- **文書抜粋**:
━━━━━━━━━━━━━━━━━━━━

【ミスミソウ咲き始める】
イスラエル最高の文学賞、エルサレム賞が2/15、作家の村上春樹氏に贈られた。
「文藝春秋」4月号で、村上春樹の『独占インタビュー&受賞スピーチ 「僕はなぜエルサレムに行ったのか」』を読んだ。
有名になった「壁と卵」のスピーチ全文を英文と和訳を見比べたりして静かに読んだ。素晴らしい内容だ。授賞式がイスラエルのガザ攻撃の時期とも重なり、周囲からは辞退の勧めがあり、本人も悩んだようだが、彼の言うように「受賞を断るのはネガティブなメッセージ、出向いて授賞式に話すのはポジティブなメッセージ」になったと思う。
【心に残ったスピーチ】
○熟考のすえ、最終的に私はここに来ることを決心しました。私がここに来ると決めた理由のひとつは、あまりにも多くの人々が「行くべきでない」と言ったことです。・・・ 私は立ちすくむよりもここに来ることを、目を反らすよりも見つめることを、沈黙するよりも語ることを選びとりました。

━━━━━━━━━━━━━━━━━━━━

- **指示 1**:
下に続く行のうち、「target」という文字列を含むものをすべて抜き出してください。大文字と小文字は区別します。

━━━━━━━━━━━━━━━━━━━━

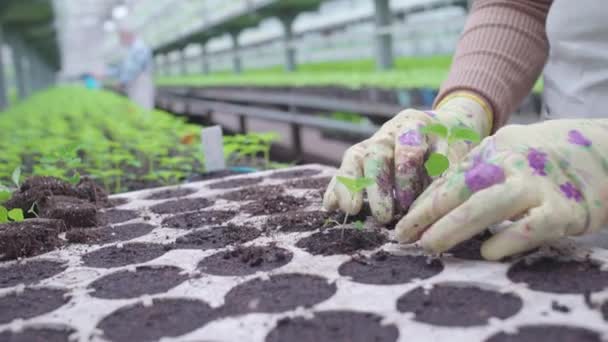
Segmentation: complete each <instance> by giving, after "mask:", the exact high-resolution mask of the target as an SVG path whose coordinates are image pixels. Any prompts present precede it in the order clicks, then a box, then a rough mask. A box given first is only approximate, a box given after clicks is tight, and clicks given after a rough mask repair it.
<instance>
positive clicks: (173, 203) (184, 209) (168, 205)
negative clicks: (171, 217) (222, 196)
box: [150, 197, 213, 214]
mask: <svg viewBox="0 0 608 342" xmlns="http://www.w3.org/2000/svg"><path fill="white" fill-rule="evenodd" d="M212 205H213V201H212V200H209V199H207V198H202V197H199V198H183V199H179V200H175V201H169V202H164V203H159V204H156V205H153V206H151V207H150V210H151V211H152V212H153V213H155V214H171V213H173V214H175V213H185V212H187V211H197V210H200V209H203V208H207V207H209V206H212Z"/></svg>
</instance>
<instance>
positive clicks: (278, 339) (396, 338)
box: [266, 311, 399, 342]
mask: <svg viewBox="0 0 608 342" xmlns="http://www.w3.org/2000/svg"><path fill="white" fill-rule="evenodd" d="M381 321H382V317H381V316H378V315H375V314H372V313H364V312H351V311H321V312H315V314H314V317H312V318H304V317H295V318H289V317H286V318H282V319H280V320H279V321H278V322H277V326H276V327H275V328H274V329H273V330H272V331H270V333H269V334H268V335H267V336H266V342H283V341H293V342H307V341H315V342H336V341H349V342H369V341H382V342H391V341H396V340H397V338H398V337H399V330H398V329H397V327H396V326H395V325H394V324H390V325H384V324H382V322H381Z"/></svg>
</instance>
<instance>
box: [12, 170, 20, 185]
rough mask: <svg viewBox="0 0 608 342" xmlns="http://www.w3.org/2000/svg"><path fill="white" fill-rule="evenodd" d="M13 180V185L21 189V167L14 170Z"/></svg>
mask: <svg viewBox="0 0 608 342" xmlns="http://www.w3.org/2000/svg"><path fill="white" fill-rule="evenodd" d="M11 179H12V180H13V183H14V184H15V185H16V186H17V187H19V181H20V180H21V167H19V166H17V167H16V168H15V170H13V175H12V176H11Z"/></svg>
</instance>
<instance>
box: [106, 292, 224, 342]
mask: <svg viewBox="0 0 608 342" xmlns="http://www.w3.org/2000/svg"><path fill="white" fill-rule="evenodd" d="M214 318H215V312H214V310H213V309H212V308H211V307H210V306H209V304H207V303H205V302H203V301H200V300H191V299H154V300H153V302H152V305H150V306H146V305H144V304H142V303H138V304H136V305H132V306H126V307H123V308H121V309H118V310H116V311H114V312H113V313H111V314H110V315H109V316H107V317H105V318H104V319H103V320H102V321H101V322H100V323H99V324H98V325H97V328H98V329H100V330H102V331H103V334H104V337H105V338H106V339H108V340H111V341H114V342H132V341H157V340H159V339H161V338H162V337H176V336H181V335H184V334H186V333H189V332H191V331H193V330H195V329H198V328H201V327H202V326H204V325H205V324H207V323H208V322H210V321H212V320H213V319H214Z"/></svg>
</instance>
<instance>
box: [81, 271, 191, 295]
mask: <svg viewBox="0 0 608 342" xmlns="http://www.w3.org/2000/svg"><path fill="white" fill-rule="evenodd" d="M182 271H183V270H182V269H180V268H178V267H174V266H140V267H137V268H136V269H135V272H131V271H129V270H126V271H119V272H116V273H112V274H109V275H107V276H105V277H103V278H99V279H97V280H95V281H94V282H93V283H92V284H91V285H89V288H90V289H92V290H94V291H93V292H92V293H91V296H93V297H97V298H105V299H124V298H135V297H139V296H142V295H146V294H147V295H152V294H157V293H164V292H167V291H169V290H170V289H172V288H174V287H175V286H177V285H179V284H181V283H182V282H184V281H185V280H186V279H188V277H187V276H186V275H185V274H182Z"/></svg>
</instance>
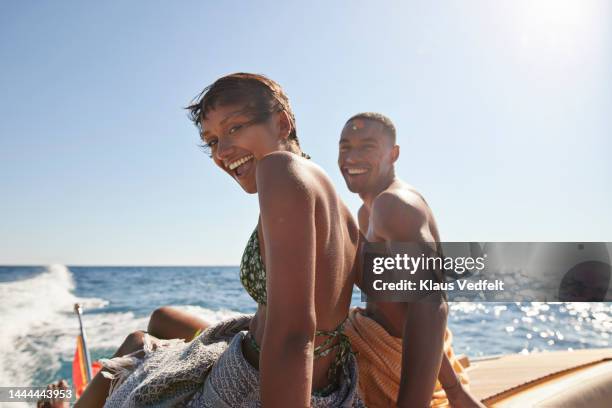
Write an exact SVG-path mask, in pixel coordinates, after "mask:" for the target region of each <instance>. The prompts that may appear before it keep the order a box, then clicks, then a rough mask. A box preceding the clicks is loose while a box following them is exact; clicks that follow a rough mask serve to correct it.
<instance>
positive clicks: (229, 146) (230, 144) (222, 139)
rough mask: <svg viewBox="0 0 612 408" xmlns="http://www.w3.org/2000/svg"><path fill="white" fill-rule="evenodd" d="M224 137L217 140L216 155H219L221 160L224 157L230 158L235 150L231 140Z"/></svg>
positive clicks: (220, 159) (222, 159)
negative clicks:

━━━━━━━━━━━━━━━━━━━━

- **指示 2**:
本文の「有名になった「壁と卵」のスピ」から「も語ることを選びとりました。」までを、「授賞式」を「式典」に置き換えて書き直してください。

- **実行結果 1**:
Segmentation: complete each <instance> by giving, after "mask:", the exact high-resolution mask of the target as an SVG path whose coordinates are image pixels. Any prompts present precede it in the order clicks, then a box, then a rough mask. A box given first is only approximate, a box given after clicks is tight, and clicks given after a rough mask repair it.
Write an exact SVG-path mask, in pixel coordinates, after "mask:" for the target region of each <instance>. The prompts that may appear before it keep the order a box, then clicks, then a rough mask. A box preceding the clicks is loose while a box following them is exact; clicks that follow a rough mask serve to correct it.

- **実行結果 2**:
有名になった「壁と卵」のスピーチ全文を英文と和訳を見比べたりして静かに読んだ。素晴らしい内容だ。式典がイスラエルのガザ攻撃の時期とも重なり、周囲からは辞退の勧めがあり、本人も悩んだようだが、彼の言うように「受賞を断るのはネガティブなメッセージ、出向いて式典に話すのはポジティブなメッセージ」になったと思う。
【心に残ったスピーチ】
○熟考のすえ、最終的に私はここに来ることを決心しました。私がここに来ると決めた理由のひとつは、あまりにも多くの人々が「行くべきでない」と言ったことです。・・・ 私は立ちすくむよりもここに来ることを、目を反らすよりも見つめることを、沈黙するよりも語ることを選びとりました。